* WORK TO COMPLETE *
Render the rows below as a Markdown table with two columns, Line and Text, where Line numbers each line and blank lines are skipped. Leave the pictures out.

* DATA EXTRACT *
==============================
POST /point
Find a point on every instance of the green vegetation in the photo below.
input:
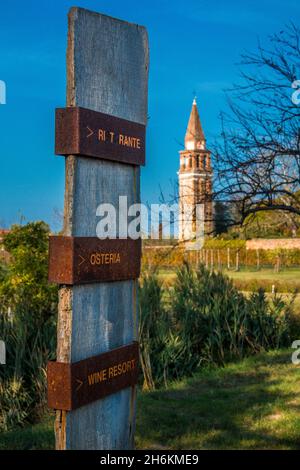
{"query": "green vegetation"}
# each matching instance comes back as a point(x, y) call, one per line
point(251, 404)
point(206, 321)
point(285, 281)
point(28, 306)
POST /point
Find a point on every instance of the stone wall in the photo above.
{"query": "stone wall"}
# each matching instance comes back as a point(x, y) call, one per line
point(273, 244)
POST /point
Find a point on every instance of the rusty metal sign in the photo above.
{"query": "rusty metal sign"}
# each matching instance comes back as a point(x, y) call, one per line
point(71, 386)
point(82, 260)
point(84, 132)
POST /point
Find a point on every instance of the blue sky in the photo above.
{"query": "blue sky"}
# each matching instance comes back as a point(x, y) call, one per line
point(194, 47)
==============================
* REPLY TO THE EXERCISE *
| Line | Text |
|---|---|
| 1 | POST /point |
| 2 | Find a point on every instance of the green vegetation in the photo below. |
| 3 | input: |
| 4 | {"query": "green vegetation"} |
| 5 | # each matching instance comes back as a point(x, y) call, one per line |
| 6 | point(251, 404) |
| 7 | point(206, 321) |
| 8 | point(285, 281) |
| 9 | point(28, 306) |
| 10 | POST /point |
| 11 | Find a point on every instance of the stone wall in the photo above. |
| 12 | {"query": "stone wall"} |
| 13 | # each matching instance comes back as a point(x, y) call, one per line |
| 14 | point(273, 244) |
| 15 | POST /point |
| 16 | Find a point on every instance of the rusty metal sign in the photo above. |
| 17 | {"query": "rusty metal sign"} |
| 18 | # each matching instance comes back as a point(x, y) call, one per line |
| 19 | point(71, 386) |
| 20 | point(82, 260) |
| 21 | point(84, 132) |
| 22 | POST /point |
| 23 | Find a point on every instance of the blue sky in the photo above. |
| 24 | {"query": "blue sky"} |
| 25 | # each matching instance comes back as a point(x, y) call, one per line |
| 26 | point(194, 47) |